PROBLEM DESCRIPTION: Transcribe the items below word for word, starting at their first line and ending after the line that contains "[[[108,142],[123,159],[192,185],[192,141],[108,139]]]", including that line. Leave the pictures out of your copy.

AVAILABLE RECORDS:
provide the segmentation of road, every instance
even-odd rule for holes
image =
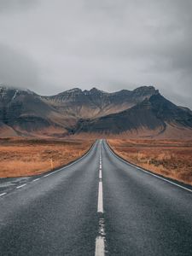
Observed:
[[[104,140],[69,166],[3,183],[0,255],[192,255],[191,188],[124,162]]]

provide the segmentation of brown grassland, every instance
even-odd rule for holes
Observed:
[[[0,139],[0,177],[37,175],[84,154],[93,140]],[[52,163],[51,163],[52,162]]]
[[[108,142],[123,159],[192,185],[192,141],[108,139]]]

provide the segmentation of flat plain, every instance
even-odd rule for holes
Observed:
[[[85,154],[91,140],[0,139],[0,177],[38,175]]]
[[[123,159],[152,172],[192,184],[192,141],[108,139]]]

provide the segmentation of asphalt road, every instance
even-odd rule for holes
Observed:
[[[0,255],[191,256],[188,189],[97,141],[67,167],[1,180]]]

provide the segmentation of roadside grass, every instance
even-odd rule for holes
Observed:
[[[0,139],[0,177],[38,175],[84,154],[93,140]]]
[[[108,139],[123,159],[154,173],[192,185],[192,141]]]

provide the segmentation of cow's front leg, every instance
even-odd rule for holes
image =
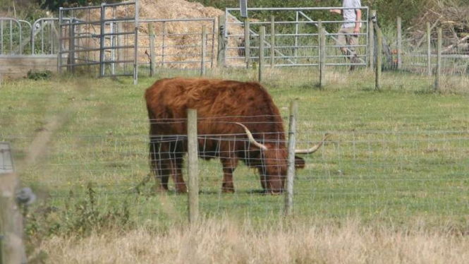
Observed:
[[[174,187],[177,193],[185,193],[188,192],[188,188],[185,186],[185,182],[184,182],[184,178],[183,178],[183,157],[178,157],[175,160],[174,170],[171,174],[174,181]]]

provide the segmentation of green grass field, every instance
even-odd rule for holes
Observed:
[[[187,219],[187,198],[154,192],[142,184],[147,164],[148,121],[145,90],[160,77],[197,72],[160,71],[130,79],[56,78],[21,80],[0,87],[0,140],[13,147],[23,186],[40,199],[35,208],[54,208],[73,218],[91,183],[97,208],[124,202],[135,224]],[[245,70],[210,72],[209,78],[255,80]],[[298,218],[341,221],[427,221],[464,223],[469,216],[469,78],[433,79],[384,72],[380,92],[374,75],[363,71],[328,73],[319,90],[316,70],[267,71],[264,85],[285,116],[298,98],[298,145],[307,147],[324,133],[333,136],[314,155],[295,182]],[[221,193],[218,160],[200,161],[203,215],[275,220],[282,196],[260,195],[256,173],[244,165],[235,172],[234,194]],[[135,191],[138,187],[138,191]],[[34,210],[32,210],[34,212]],[[156,223],[156,224],[155,224]]]

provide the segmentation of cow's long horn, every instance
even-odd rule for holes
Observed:
[[[327,138],[329,138],[331,136],[329,133],[327,133],[324,138],[322,138],[322,141],[319,142],[319,143],[315,145],[312,146],[312,148],[307,148],[305,150],[295,150],[295,154],[310,154],[310,153],[314,153],[316,152],[316,150],[319,150],[319,148],[322,145],[322,144],[326,141]]]
[[[243,126],[244,131],[246,132],[246,134],[248,135],[248,138],[249,138],[249,142],[252,143],[256,147],[260,148],[261,150],[267,150],[267,147],[266,147],[265,145],[261,144],[259,142],[256,141],[255,139],[254,139],[254,137],[252,136],[251,131],[250,131],[249,129],[248,129],[248,128],[245,125],[242,124],[241,123],[237,123],[237,122],[236,124]]]

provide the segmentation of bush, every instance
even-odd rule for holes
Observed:
[[[49,80],[52,72],[50,71],[28,71],[28,78],[31,80]]]

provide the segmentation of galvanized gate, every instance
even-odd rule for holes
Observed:
[[[138,1],[61,8],[58,71],[138,78]]]
[[[249,59],[257,61],[259,59],[259,32],[260,26],[265,26],[267,34],[264,41],[266,59],[270,59],[274,66],[319,66],[319,34],[318,20],[324,12],[331,9],[346,9],[342,7],[317,7],[317,8],[248,8],[249,24],[238,19],[240,8],[226,8],[225,16],[225,37],[228,40],[226,47],[225,65],[229,66],[245,65],[245,56],[249,54]],[[357,50],[358,61],[355,66],[366,66],[368,51],[368,7],[363,6],[362,30],[358,34],[359,43],[348,45],[348,49]],[[282,13],[283,17],[291,18],[291,20],[266,21],[262,20],[265,14],[272,16]],[[262,15],[262,16],[260,15]],[[336,40],[339,35],[337,28],[343,23],[341,16],[336,16],[336,20],[323,20],[322,25],[329,30],[327,32],[326,65],[343,66],[351,65],[346,60],[346,55],[339,51]],[[249,50],[245,47],[245,28],[248,27],[250,35]],[[274,40],[274,42],[272,42]]]

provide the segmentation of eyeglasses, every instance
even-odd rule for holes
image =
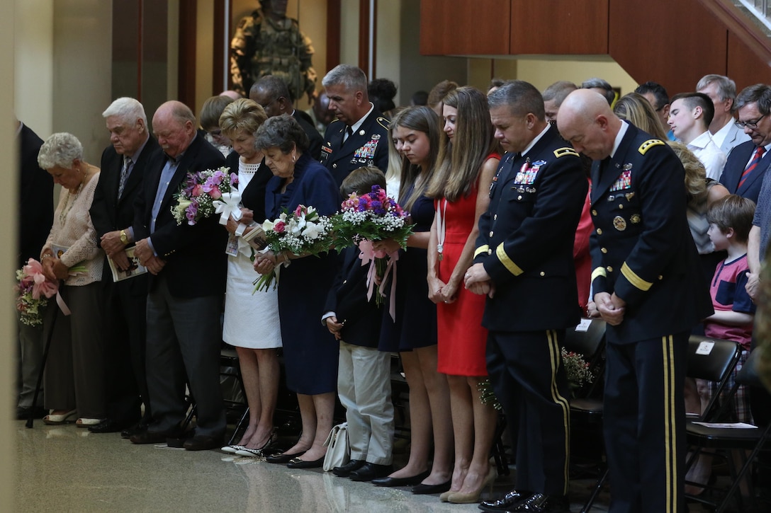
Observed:
[[[734,124],[739,128],[742,129],[742,130],[746,127],[749,127],[751,129],[754,129],[758,128],[758,123],[759,123],[760,120],[765,118],[766,116],[768,115],[763,114],[763,116],[761,116],[757,119],[755,119],[754,121],[737,121]]]

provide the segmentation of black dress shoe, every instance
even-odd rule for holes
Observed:
[[[89,431],[92,433],[117,433],[123,428],[123,424],[109,418],[106,418],[96,425],[89,426]]]
[[[449,490],[453,482],[449,479],[439,484],[416,484],[412,487],[412,493],[416,495],[427,495],[429,494],[443,494]]]
[[[18,406],[16,407],[16,420],[26,421],[32,414],[32,418],[42,418],[48,414],[48,410],[42,406]]]
[[[375,463],[365,463],[359,470],[351,472],[351,481],[367,481],[377,478],[382,478],[393,471],[393,465],[379,465]]]
[[[222,447],[223,437],[210,437],[205,434],[199,434],[191,438],[188,438],[183,444],[182,447],[185,451],[208,451],[209,449],[219,449]]]
[[[564,495],[533,494],[511,511],[530,511],[532,513],[571,513],[570,506],[570,502]]]
[[[351,472],[359,470],[366,463],[364,460],[351,460],[344,465],[335,467],[332,469],[332,474],[338,478],[347,478],[351,475]]]
[[[293,459],[299,458],[305,454],[305,451],[301,451],[300,452],[295,452],[293,454],[288,454],[286,453],[281,453],[280,454],[274,454],[273,456],[268,456],[265,458],[265,461],[268,463],[289,463]]]
[[[375,486],[414,486],[416,484],[419,484],[426,478],[429,477],[431,474],[430,470],[427,470],[425,472],[421,472],[417,475],[410,476],[409,478],[379,478],[377,479],[372,479],[372,484]]]
[[[503,498],[497,501],[483,501],[479,508],[483,511],[490,511],[490,513],[509,511],[513,510],[519,503],[530,498],[532,495],[532,491],[526,490],[512,490],[506,494]]]
[[[287,464],[287,468],[321,468],[322,466],[324,466],[324,456],[312,461],[306,461],[305,460],[301,460],[299,458],[293,458]]]

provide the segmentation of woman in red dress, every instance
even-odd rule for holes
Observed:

WRITTEN ANSWER:
provide the segmentation of road, every instance
even-odd rule for holes
image =
Observed:
[[[104,140],[69,166],[3,183],[0,255],[192,255],[191,188],[124,162]]]

provide the segmentation of brown grassland, every instance
even-odd rule for holes
Observed:
[[[0,139],[0,177],[37,175],[84,154],[93,140]],[[52,163],[51,163],[52,162]]]
[[[108,142],[123,159],[192,185],[192,141],[108,139]]]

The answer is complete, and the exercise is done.